*WHAT YOU ARE ASKED TO DO:* Copy the data below exactly, omitting any picture it contains.

◇ ◇ ◇ ◇ ◇ ◇ ◇

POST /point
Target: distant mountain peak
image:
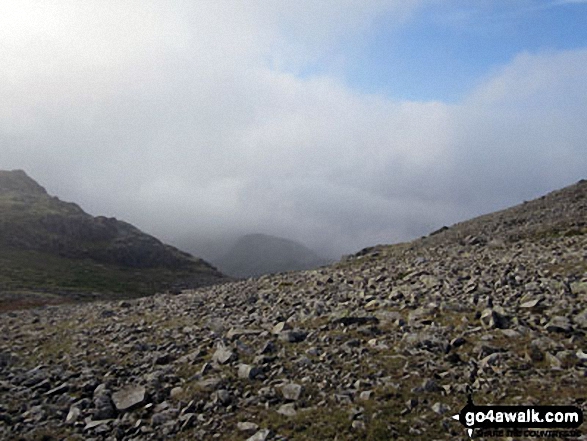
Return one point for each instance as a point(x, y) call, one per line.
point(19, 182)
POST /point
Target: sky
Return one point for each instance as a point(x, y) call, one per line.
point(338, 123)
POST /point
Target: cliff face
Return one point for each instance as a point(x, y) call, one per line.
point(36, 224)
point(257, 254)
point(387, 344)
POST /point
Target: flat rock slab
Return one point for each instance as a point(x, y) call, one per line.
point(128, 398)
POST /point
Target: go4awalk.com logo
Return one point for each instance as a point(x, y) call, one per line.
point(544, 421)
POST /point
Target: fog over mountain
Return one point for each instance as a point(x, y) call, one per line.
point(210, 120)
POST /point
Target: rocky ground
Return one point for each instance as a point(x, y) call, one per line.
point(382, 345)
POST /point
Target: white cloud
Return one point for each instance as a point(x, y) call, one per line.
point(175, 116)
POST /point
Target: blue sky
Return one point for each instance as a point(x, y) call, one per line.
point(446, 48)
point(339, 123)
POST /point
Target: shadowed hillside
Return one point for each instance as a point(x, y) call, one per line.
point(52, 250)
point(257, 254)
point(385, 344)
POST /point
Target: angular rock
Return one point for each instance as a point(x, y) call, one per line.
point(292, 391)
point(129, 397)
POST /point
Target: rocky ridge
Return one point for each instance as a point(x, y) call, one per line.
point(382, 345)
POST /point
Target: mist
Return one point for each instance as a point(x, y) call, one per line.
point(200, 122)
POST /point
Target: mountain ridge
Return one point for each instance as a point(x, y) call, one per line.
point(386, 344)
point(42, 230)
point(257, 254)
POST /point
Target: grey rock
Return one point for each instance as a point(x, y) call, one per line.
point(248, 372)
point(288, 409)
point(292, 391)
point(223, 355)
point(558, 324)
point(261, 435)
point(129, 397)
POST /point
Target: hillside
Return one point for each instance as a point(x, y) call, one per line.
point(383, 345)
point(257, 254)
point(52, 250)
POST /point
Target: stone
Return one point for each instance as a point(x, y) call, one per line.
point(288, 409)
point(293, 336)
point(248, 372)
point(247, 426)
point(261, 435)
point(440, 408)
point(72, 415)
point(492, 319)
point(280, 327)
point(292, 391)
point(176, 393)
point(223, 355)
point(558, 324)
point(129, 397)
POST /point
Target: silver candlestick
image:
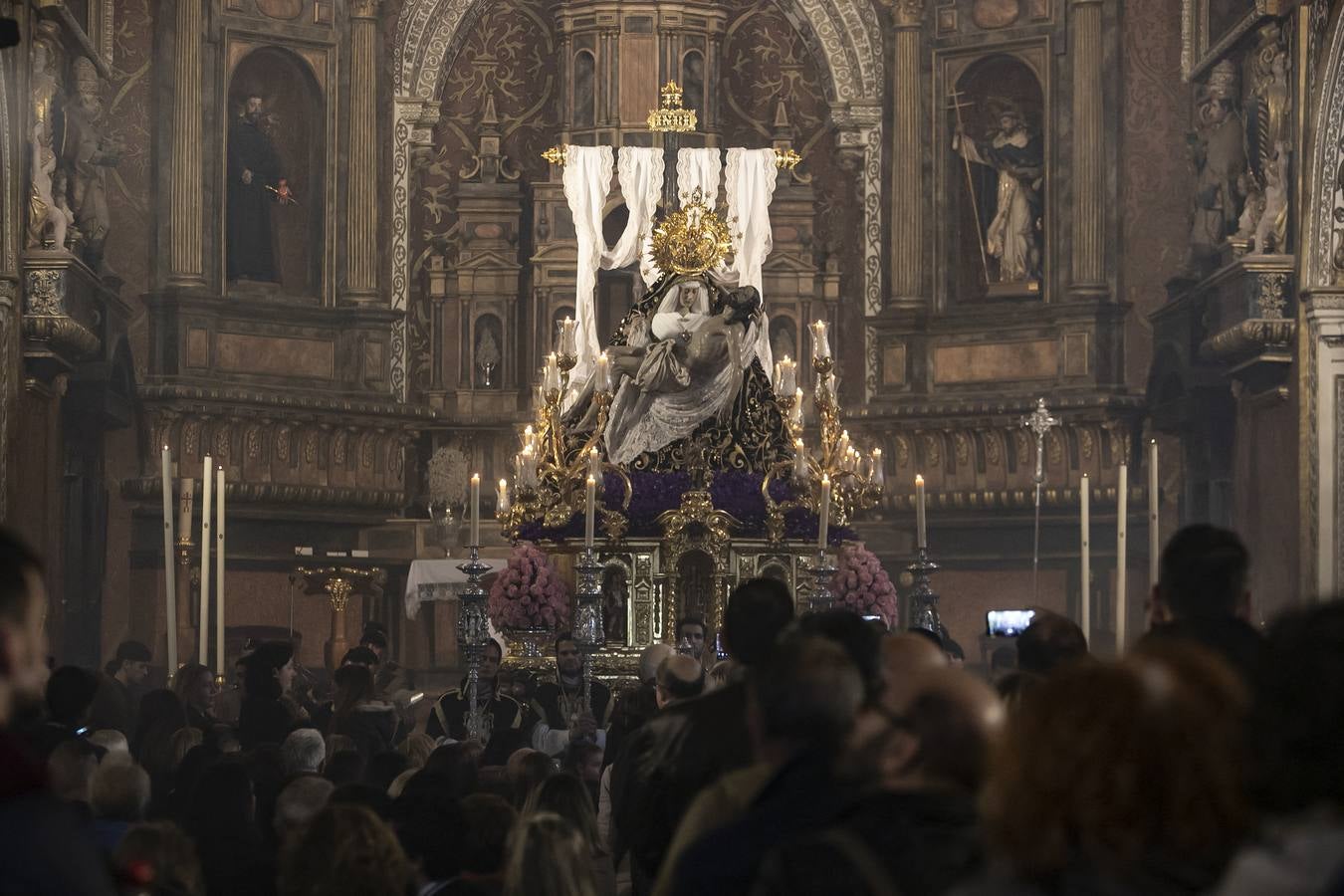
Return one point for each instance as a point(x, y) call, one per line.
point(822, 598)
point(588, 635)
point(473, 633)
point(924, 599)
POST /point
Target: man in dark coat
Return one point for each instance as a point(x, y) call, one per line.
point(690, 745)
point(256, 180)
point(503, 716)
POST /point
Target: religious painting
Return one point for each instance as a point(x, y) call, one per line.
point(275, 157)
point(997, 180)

◇ ◇ ◇ ◇ ◇ ◇ ◇

*WORKED SOLUTION:*
POST /point
Target: distant mountain peak
image:
Return one point for each instance as a point(x, y) call, one per line.
point(19, 182)
POST /point
Target: sky
Return one point for each instance as a point(x, y) call, one per line.
point(338, 123)
POST /point
Target: cliff face
Return one point for each instance as a point(x, y) call, one per line.
point(36, 224)
point(257, 254)
point(387, 344)
POST /point
Target: flat rock slab
Return one point for each instance as a point(x, y) call, one per line.
point(128, 398)
POST /point
Target: go4awalk.com logo
Return one point for each instance as a point(x, y) call, one per line.
point(544, 421)
POST /point
Target: fog over mountain
Return one point for each instance as a point(x, y) call, one per line.
point(210, 120)
POST /point
Target: rocky ground
Return one point for each instance as a point(x, y) call, one per line.
point(382, 345)
POST /point
Target: white cloud
Return one point for each instance as a point(x, y) call, one per line.
point(175, 116)
POST /point
Target: blue sky
Return one point for each instance as a point(x, y) call, one per line.
point(446, 48)
point(339, 123)
POST /point
Target: shadowed hillside
Return one point for each instance as a point(x, y) call, one per line.
point(52, 250)
point(257, 254)
point(385, 344)
POST /point
Target: angular rock
Return one point for each instance as a point(x, y) call, one per line.
point(292, 391)
point(129, 397)
POST /point
Target: rocky ridge
Return one point for each instance as a point(x, y) call, one per line.
point(382, 345)
POST /point
Target: mist
Return one point for each instance as a point(x, y) call, one per line.
point(200, 122)
POST /point
Target: mountain ridge
Return one point for each instance as a point(x, y) call, one per line.
point(386, 344)
point(42, 230)
point(257, 254)
POST /point
Target: grey rock
Return one point for each instance as a point(x, y) call, one per line.
point(248, 372)
point(288, 409)
point(292, 391)
point(223, 355)
point(558, 324)
point(261, 435)
point(129, 397)
POST /point
Target: hillside
Return one point for each instance as a point(x, y) call, one per line.
point(383, 345)
point(257, 254)
point(52, 250)
POST /point
Target: stone
Return one point for each instance as a point(x, y) call, one per line.
point(288, 409)
point(293, 336)
point(248, 372)
point(247, 426)
point(261, 435)
point(440, 408)
point(72, 415)
point(492, 319)
point(280, 327)
point(292, 391)
point(176, 393)
point(223, 355)
point(558, 324)
point(129, 397)
POST /point
Target: silver candlestick
image:
Return one point for each instance as a point(x, y) call, one per line.
point(822, 598)
point(588, 635)
point(473, 633)
point(924, 599)
POST /point
Target: man in dark coat
Return one point for each instance as a point(x, y) call, one per line.
point(690, 745)
point(256, 180)
point(503, 716)
POST /point
Target: religious painting
Return one point for each instance as a point(x, y) call, one per line.
point(275, 157)
point(997, 180)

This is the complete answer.